Mary Butler Everson – SVP Healthcare Product Innovations, PNC Healthcare: 08:51
Two of our payer founding members as well as provider members looking at alternative payment models is one of our primary use cases. A coordination of benefits is another use case that’s actively being worked on. Again, they’re problems that in the grand scheme of things may be a small, say, five or 10% of revenue touching, but they’re massive in terms of what I call value sucking from our organizations. There’s no solid automated fashion. There’s a tremendous number of hand touches on all of these things. There’s significant back and forth work consignment with massive spreadsheets. So our goal is really looking at how do we tackle the big problems, show them with some narrow use cases to prove it out. But each of those use cases have elements that are fundamental in the larger problems. So you have folks participating. My safe folks, I mean organizations coming in, proving the value and then opening it up for others to join because you’ve proven out the basic standards that what we want to do.

• [What is expected]: Copy the healthcare use-case transcript word for word, in full. The data that follow come from a separate source.

• [Stored data entries]:

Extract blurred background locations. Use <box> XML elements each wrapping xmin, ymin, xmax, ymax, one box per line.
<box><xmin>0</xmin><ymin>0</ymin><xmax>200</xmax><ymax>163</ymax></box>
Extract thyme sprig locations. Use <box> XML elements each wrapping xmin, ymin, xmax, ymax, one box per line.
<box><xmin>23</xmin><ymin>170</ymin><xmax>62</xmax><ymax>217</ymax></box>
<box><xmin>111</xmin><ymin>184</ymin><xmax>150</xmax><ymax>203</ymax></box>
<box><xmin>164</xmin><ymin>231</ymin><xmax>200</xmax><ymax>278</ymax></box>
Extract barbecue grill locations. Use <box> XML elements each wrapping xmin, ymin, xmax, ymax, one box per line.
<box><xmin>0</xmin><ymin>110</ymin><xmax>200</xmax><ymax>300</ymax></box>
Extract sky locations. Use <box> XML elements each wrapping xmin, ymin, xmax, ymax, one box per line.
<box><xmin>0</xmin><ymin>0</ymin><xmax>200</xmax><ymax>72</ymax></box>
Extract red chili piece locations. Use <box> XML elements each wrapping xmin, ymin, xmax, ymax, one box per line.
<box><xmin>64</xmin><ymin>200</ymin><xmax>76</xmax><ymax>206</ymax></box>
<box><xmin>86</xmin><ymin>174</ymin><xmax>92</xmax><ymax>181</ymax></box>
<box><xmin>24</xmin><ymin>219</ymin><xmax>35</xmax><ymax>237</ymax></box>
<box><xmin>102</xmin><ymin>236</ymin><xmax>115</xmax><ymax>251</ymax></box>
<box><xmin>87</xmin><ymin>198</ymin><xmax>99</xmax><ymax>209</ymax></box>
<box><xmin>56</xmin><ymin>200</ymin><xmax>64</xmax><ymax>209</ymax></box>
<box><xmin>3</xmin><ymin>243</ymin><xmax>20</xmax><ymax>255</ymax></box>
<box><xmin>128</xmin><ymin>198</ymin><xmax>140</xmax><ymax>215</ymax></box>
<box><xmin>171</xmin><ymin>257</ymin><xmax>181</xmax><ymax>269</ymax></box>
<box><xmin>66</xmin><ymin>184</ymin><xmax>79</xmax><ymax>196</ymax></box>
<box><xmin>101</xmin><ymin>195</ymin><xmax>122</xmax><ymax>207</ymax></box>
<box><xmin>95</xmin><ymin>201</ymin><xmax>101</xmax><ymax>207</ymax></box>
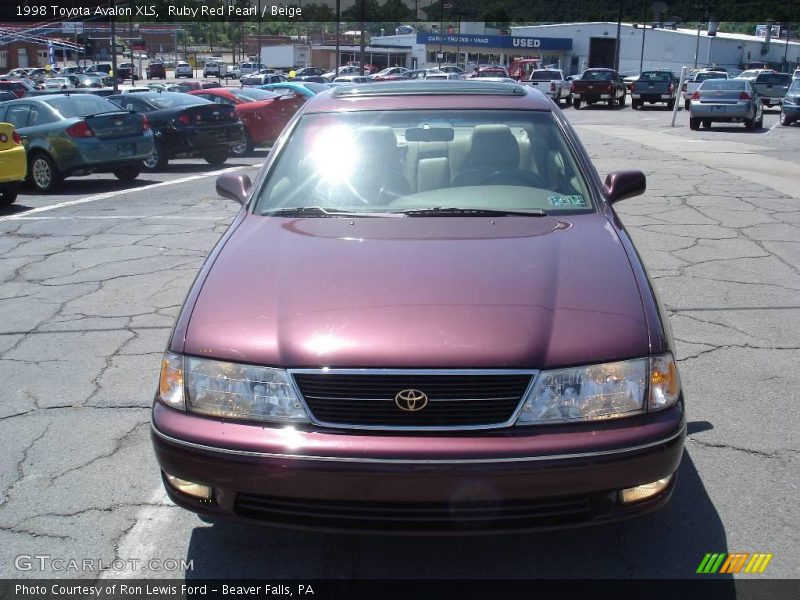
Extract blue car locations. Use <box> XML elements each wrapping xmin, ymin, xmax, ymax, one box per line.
<box><xmin>0</xmin><ymin>94</ymin><xmax>153</xmax><ymax>192</ymax></box>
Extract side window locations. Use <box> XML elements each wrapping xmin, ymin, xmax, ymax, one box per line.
<box><xmin>5</xmin><ymin>104</ymin><xmax>31</xmax><ymax>129</ymax></box>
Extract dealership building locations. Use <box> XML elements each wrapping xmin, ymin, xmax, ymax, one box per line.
<box><xmin>370</xmin><ymin>22</ymin><xmax>800</xmax><ymax>74</ymax></box>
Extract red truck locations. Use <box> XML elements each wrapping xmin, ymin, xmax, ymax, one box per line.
<box><xmin>572</xmin><ymin>69</ymin><xmax>628</xmax><ymax>110</ymax></box>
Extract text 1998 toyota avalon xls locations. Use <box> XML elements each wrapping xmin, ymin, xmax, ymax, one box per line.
<box><xmin>152</xmin><ymin>82</ymin><xmax>685</xmax><ymax>533</ymax></box>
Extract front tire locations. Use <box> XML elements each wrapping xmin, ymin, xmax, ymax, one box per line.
<box><xmin>203</xmin><ymin>152</ymin><xmax>228</xmax><ymax>166</ymax></box>
<box><xmin>231</xmin><ymin>131</ymin><xmax>255</xmax><ymax>158</ymax></box>
<box><xmin>28</xmin><ymin>152</ymin><xmax>62</xmax><ymax>194</ymax></box>
<box><xmin>0</xmin><ymin>183</ymin><xmax>19</xmax><ymax>206</ymax></box>
<box><xmin>114</xmin><ymin>167</ymin><xmax>142</xmax><ymax>181</ymax></box>
<box><xmin>142</xmin><ymin>142</ymin><xmax>169</xmax><ymax>173</ymax></box>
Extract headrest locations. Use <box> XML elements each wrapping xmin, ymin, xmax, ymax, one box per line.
<box><xmin>469</xmin><ymin>125</ymin><xmax>519</xmax><ymax>169</ymax></box>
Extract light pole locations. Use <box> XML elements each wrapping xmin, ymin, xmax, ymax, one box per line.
<box><xmin>639</xmin><ymin>0</ymin><xmax>647</xmax><ymax>75</ymax></box>
<box><xmin>333</xmin><ymin>0</ymin><xmax>342</xmax><ymax>72</ymax></box>
<box><xmin>614</xmin><ymin>0</ymin><xmax>622</xmax><ymax>71</ymax></box>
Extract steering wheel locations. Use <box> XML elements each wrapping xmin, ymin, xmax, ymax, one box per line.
<box><xmin>478</xmin><ymin>169</ymin><xmax>547</xmax><ymax>188</ymax></box>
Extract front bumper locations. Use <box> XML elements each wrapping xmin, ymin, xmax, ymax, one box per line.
<box><xmin>0</xmin><ymin>146</ymin><xmax>28</xmax><ymax>183</ymax></box>
<box><xmin>152</xmin><ymin>403</ymin><xmax>685</xmax><ymax>534</ymax></box>
<box><xmin>157</xmin><ymin>123</ymin><xmax>244</xmax><ymax>156</ymax></box>
<box><xmin>631</xmin><ymin>92</ymin><xmax>672</xmax><ymax>102</ymax></box>
<box><xmin>689</xmin><ymin>101</ymin><xmax>756</xmax><ymax>121</ymax></box>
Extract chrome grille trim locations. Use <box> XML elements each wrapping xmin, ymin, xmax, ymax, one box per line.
<box><xmin>287</xmin><ymin>368</ymin><xmax>539</xmax><ymax>431</ymax></box>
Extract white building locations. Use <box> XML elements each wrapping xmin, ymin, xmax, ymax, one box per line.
<box><xmin>511</xmin><ymin>22</ymin><xmax>800</xmax><ymax>73</ymax></box>
<box><xmin>370</xmin><ymin>22</ymin><xmax>800</xmax><ymax>74</ymax></box>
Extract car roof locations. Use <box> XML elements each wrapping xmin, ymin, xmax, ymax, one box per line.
<box><xmin>305</xmin><ymin>80</ymin><xmax>552</xmax><ymax>113</ymax></box>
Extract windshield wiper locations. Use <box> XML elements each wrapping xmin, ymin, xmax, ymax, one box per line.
<box><xmin>261</xmin><ymin>206</ymin><xmax>402</xmax><ymax>217</ymax></box>
<box><xmin>402</xmin><ymin>206</ymin><xmax>547</xmax><ymax>217</ymax></box>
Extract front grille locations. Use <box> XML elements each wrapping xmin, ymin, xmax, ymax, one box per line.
<box><xmin>234</xmin><ymin>494</ymin><xmax>600</xmax><ymax>533</ymax></box>
<box><xmin>293</xmin><ymin>372</ymin><xmax>532</xmax><ymax>429</ymax></box>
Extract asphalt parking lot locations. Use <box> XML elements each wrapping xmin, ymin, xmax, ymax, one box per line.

• [Response]:
Mary Butler Everson – SVP Healthcare Product Innovations, PNC Healthcare: 08:51
Two of our payer founding members as well as provider members looking at alternative payment models is one of our primary use cases. A coordination of benefits is another use case that’s actively being worked on. Again, they’re problems that in the grand scheme of things may be a small, say, five or 10% of revenue touching, but they’re massive in terms of what I call value sucking from our organizations. There’s no solid automated fashion. There’s a tremendous number of hand touches on all of these things. There’s significant back and forth work consignment with massive spreadsheets. So our goal is really looking at how do we tackle the big problems, show them with some narrow use cases to prove it out. But each of those use cases have elements that are fundamental in the larger problems. So you have folks participating. My safe folks, I mean organizations coming in, proving the value and then opening it up for others to join because you’ve proven out the basic standards that what we want to do.